### EXCERPTED RECORDS
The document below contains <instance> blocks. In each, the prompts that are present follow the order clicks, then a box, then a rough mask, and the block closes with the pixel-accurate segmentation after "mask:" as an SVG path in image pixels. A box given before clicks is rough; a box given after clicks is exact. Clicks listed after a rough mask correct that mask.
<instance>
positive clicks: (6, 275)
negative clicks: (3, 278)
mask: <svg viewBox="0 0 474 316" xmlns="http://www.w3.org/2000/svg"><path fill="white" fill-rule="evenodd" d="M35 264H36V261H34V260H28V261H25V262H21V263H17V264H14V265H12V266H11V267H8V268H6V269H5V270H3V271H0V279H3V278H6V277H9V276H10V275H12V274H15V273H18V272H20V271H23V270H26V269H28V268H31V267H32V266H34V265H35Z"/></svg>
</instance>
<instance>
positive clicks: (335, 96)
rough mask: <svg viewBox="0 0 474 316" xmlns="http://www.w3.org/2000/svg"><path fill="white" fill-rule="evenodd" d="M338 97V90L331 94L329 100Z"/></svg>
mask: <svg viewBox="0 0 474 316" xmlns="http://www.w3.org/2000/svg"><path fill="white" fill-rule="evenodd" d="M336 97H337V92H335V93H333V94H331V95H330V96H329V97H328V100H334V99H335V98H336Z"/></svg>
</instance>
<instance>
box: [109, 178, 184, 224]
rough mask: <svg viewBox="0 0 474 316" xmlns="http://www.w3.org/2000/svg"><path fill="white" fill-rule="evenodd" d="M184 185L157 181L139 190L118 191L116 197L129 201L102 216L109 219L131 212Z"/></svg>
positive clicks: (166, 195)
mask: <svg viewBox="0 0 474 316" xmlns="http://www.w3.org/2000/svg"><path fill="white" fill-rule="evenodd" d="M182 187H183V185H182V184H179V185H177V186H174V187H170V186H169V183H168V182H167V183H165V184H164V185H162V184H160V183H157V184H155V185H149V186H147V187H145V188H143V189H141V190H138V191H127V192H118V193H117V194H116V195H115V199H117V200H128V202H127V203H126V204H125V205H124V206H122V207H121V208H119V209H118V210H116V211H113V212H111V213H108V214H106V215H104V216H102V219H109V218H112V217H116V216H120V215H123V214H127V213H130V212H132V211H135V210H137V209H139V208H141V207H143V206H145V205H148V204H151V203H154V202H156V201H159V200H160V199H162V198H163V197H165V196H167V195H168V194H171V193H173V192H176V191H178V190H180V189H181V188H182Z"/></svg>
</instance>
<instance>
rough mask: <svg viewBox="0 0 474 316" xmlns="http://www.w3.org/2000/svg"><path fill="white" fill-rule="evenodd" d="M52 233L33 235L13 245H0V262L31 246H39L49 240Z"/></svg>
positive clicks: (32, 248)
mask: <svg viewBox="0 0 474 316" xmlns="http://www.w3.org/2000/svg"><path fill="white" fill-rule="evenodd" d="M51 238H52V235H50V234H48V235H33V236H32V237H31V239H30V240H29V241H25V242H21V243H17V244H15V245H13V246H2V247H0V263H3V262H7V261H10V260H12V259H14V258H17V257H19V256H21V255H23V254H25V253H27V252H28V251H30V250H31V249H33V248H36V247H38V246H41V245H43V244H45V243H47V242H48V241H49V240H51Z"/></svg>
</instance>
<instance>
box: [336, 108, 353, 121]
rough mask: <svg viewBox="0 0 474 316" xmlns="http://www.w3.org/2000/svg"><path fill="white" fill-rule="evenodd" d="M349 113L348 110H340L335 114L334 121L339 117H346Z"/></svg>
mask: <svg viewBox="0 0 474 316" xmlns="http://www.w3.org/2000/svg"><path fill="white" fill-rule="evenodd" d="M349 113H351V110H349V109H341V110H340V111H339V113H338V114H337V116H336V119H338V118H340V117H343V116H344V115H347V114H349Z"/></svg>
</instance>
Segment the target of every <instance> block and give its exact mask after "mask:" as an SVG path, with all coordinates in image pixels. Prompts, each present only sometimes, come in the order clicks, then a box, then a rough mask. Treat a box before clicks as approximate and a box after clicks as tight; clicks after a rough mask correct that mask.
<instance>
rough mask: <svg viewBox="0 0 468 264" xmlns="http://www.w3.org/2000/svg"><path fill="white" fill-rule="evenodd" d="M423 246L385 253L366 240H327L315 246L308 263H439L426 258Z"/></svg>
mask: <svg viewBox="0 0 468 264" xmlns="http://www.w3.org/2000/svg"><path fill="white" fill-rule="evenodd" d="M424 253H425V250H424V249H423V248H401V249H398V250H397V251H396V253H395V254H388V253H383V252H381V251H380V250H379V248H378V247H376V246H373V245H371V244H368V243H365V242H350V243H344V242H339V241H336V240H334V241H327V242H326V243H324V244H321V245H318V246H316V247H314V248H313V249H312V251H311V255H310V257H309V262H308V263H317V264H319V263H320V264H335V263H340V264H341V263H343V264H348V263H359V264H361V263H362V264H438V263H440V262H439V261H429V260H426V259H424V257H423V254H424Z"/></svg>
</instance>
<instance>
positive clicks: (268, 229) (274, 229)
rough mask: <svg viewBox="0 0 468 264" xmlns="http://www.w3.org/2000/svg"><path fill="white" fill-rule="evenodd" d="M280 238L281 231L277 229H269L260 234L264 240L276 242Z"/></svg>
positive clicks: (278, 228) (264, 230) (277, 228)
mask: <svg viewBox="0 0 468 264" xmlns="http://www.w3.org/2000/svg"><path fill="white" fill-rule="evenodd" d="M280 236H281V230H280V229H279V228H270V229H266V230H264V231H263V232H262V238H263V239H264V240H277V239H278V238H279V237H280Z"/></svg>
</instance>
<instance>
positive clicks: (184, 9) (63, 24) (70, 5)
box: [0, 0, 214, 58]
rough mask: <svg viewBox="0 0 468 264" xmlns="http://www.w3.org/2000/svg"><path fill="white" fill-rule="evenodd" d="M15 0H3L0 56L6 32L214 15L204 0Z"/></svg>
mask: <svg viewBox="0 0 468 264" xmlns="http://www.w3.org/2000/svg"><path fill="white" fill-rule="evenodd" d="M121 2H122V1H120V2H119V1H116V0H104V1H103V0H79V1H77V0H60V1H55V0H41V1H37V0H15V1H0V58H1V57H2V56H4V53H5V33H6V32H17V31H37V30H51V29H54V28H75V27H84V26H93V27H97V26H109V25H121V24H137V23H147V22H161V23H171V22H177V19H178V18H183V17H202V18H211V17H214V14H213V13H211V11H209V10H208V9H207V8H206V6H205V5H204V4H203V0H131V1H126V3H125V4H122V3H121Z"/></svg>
...
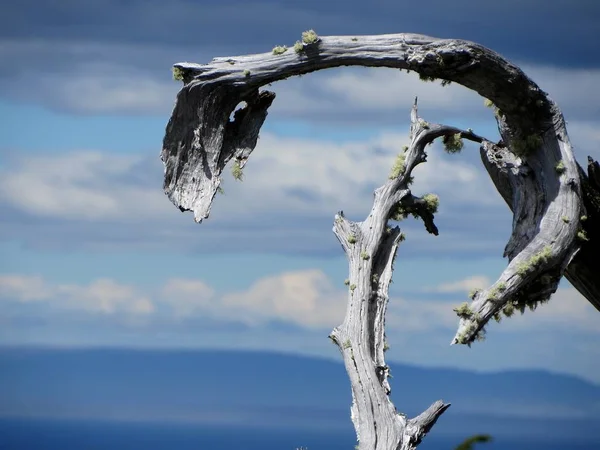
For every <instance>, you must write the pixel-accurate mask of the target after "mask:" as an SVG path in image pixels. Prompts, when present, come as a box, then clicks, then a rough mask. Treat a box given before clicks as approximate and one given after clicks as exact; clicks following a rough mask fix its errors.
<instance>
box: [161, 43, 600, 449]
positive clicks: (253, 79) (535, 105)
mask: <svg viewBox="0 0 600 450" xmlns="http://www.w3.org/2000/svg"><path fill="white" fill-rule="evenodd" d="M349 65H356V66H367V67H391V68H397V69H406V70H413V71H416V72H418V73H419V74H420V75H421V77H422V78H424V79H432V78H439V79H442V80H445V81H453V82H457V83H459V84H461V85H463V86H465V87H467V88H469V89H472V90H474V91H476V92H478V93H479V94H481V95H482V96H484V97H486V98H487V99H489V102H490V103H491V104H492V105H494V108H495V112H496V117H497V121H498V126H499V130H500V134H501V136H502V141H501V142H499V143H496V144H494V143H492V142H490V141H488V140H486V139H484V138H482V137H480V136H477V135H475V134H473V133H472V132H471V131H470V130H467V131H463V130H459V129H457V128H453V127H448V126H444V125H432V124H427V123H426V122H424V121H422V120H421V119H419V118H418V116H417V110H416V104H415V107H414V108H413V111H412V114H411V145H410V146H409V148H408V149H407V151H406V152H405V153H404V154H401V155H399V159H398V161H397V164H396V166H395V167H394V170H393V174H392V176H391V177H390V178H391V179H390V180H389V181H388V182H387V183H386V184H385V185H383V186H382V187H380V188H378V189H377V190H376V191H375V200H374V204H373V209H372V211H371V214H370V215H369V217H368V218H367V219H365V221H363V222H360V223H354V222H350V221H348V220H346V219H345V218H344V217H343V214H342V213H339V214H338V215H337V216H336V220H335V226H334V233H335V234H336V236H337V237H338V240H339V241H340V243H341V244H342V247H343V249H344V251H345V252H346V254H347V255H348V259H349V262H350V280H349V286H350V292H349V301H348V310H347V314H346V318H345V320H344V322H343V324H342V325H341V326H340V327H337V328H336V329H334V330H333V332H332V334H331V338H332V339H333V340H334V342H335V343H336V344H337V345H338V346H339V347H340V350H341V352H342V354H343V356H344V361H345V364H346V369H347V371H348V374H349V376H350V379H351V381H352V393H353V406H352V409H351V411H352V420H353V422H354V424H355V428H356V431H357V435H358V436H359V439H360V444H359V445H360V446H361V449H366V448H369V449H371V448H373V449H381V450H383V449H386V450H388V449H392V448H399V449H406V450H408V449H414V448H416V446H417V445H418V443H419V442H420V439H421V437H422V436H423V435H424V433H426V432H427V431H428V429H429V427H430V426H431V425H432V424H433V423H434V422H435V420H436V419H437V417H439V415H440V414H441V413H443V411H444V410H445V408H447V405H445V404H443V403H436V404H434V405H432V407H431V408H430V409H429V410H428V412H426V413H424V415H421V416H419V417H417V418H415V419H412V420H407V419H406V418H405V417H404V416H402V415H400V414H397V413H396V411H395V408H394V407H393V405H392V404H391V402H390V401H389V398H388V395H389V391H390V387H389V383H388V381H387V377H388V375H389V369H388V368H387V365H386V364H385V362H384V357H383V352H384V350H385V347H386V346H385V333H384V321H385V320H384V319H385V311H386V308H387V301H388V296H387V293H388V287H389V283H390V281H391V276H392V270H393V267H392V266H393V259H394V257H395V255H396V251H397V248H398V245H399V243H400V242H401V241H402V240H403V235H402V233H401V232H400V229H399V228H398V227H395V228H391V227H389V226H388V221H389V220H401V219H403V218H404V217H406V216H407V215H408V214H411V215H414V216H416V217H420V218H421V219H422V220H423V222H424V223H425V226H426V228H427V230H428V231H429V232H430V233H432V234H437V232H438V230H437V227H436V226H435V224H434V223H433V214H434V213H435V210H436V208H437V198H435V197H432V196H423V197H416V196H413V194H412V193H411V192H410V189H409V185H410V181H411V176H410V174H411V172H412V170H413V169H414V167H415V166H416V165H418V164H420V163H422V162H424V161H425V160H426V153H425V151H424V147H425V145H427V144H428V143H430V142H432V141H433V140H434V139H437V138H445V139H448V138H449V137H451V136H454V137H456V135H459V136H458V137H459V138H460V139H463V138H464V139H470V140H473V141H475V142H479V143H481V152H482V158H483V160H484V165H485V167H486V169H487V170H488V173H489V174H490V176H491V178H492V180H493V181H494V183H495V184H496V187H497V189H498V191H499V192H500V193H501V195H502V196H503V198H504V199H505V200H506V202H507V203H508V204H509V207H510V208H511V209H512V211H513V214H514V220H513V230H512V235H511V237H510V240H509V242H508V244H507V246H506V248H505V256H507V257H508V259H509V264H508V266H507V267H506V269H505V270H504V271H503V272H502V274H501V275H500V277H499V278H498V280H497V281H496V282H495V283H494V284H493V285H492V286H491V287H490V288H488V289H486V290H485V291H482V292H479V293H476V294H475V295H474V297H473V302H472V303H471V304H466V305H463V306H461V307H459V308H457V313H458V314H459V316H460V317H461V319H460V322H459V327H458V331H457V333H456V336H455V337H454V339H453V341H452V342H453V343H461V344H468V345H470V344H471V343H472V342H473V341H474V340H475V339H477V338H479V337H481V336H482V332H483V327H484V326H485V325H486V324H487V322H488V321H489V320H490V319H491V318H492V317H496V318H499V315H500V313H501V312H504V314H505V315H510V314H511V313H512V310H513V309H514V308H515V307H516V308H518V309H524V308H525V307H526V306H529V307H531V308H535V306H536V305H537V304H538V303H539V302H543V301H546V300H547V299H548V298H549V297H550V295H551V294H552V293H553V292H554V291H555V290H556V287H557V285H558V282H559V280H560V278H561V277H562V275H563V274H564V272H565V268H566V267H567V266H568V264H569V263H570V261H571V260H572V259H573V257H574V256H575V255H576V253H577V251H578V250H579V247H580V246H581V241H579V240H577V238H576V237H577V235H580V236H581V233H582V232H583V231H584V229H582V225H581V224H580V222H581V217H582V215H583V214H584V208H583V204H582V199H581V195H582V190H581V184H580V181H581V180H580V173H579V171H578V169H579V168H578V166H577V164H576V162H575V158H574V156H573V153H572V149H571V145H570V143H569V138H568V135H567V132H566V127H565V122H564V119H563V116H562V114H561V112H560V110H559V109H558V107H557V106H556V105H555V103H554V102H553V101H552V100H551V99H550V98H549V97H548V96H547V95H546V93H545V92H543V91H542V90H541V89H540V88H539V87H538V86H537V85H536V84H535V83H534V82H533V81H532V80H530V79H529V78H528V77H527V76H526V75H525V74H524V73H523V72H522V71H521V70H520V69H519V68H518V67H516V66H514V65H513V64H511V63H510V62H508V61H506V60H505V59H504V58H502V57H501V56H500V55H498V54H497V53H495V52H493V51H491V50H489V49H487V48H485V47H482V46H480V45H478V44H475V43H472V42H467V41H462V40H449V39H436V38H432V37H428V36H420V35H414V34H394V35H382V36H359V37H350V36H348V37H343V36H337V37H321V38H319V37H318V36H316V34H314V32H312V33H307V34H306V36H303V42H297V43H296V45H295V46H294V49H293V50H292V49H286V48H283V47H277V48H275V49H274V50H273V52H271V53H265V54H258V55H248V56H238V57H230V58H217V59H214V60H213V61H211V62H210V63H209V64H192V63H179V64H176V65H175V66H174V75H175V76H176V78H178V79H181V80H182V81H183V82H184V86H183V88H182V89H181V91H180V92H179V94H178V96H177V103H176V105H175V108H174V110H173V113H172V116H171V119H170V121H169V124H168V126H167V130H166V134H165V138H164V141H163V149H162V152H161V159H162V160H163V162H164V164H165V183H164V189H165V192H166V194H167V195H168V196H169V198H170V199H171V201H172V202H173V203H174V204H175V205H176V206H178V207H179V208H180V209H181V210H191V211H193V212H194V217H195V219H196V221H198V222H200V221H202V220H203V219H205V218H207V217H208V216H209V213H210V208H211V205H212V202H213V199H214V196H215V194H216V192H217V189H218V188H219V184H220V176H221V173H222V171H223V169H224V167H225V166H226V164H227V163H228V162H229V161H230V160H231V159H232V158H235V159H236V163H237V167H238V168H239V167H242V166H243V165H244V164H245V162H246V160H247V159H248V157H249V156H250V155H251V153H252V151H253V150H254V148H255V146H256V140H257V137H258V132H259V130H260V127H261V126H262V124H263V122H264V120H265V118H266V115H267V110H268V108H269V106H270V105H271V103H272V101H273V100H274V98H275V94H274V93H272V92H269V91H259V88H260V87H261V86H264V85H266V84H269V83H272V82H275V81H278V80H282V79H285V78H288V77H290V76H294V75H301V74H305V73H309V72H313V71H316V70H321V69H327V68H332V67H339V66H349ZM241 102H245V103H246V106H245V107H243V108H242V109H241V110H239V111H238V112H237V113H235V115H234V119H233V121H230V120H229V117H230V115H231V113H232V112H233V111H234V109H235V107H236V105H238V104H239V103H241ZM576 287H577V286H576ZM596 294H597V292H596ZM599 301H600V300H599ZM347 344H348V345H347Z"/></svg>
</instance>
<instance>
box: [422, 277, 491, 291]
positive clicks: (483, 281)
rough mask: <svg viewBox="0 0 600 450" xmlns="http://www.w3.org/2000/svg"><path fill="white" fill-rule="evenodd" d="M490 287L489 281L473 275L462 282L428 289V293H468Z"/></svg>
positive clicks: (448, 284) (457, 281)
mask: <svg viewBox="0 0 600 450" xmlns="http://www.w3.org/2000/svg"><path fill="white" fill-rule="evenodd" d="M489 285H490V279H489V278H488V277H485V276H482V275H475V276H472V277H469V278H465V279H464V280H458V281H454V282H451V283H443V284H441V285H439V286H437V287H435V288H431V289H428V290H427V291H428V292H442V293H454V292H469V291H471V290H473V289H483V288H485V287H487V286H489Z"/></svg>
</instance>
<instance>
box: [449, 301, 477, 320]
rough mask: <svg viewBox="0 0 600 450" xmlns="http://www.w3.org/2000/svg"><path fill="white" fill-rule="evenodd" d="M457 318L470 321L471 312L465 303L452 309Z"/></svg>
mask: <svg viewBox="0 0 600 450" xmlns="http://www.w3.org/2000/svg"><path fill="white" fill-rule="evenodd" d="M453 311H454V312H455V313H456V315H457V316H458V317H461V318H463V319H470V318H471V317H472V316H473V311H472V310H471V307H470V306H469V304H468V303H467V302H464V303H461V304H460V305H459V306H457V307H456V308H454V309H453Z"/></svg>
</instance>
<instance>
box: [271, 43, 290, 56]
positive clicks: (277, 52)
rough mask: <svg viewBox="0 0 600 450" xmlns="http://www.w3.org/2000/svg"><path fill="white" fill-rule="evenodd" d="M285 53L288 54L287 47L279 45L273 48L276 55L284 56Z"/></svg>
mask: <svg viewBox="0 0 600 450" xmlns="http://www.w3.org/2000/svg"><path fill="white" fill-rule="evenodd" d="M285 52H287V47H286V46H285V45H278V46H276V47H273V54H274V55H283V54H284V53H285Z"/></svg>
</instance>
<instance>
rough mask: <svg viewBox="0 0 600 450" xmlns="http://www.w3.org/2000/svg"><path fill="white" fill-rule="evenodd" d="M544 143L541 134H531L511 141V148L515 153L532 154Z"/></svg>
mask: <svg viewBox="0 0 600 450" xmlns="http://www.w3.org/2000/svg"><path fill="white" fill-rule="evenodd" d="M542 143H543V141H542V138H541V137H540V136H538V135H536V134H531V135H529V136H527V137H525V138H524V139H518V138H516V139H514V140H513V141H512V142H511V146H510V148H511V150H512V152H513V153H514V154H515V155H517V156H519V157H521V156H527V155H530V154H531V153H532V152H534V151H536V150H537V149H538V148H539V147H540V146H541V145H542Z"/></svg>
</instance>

### WHAT THIS TASK INVOLVES
Copy verbatim, from the listing above, each line from the one containing "233L33 235L13 245H0V262L31" down to the one containing "positive clicks: (268, 229) (274, 229)", inclusive.

### RESPONSE TO THE EXERCISE
rough mask: <svg viewBox="0 0 474 316" xmlns="http://www.w3.org/2000/svg"><path fill="white" fill-rule="evenodd" d="M52 233L33 235L13 245H0V262L31 246H39L49 240Z"/></svg>
positive clicks: (32, 248)
mask: <svg viewBox="0 0 474 316" xmlns="http://www.w3.org/2000/svg"><path fill="white" fill-rule="evenodd" d="M51 238H52V235H50V234H48V235H33V236H32V237H31V239H30V240H29V241H25V242H21V243H17V244H15V245H13V246H2V247H0V263H3V262H7V261H10V260H12V259H14V258H17V257H19V256H21V255H23V254H25V253H27V252H28V251H30V250H31V249H33V248H36V247H38V246H41V245H43V244H45V243H47V242H48V241H49V240H51Z"/></svg>
</instance>
<instance>
box: [336, 108, 353, 121]
rough mask: <svg viewBox="0 0 474 316" xmlns="http://www.w3.org/2000/svg"><path fill="white" fill-rule="evenodd" d="M349 113L348 110H340L335 114L334 121L339 117H346Z"/></svg>
mask: <svg viewBox="0 0 474 316" xmlns="http://www.w3.org/2000/svg"><path fill="white" fill-rule="evenodd" d="M349 113H351V110H349V109H341V110H340V111H339V113H338V114H337V116H336V119H338V118H340V117H343V116H344V115H347V114H349Z"/></svg>
</instance>
Segment the target of every <instance> block and give its exact mask after "mask:" as an SVG path, with all coordinates in image pixels. Prompts, each present only sometimes, come in the order clicks, then a box, then a rough mask. Treat a box before clicks as approximate and a box after clicks as tight; clicks after a rough mask correct that mask.
<instance>
rough mask: <svg viewBox="0 0 468 264" xmlns="http://www.w3.org/2000/svg"><path fill="white" fill-rule="evenodd" d="M423 246L385 253L366 240H327L315 246L308 263H439L426 258Z"/></svg>
mask: <svg viewBox="0 0 468 264" xmlns="http://www.w3.org/2000/svg"><path fill="white" fill-rule="evenodd" d="M424 253H425V250H424V249H423V248H401V249H398V250H397V251H396V253H395V254H388V253H383V252H381V251H380V250H379V248H378V247H376V246H373V245H371V244H368V243H365V242H350V243H344V242H339V241H336V240H334V241H327V242H326V243H324V244H321V245H318V246H316V247H314V248H313V249H312V251H311V255H310V257H309V262H308V263H317V264H319V263H320V264H335V263H340V264H341V263H343V264H348V263H359V264H361V263H362V264H438V263H440V262H439V261H429V260H426V259H424V257H423V254H424Z"/></svg>
</instance>
<instance>
positive clicks: (268, 229) (274, 229)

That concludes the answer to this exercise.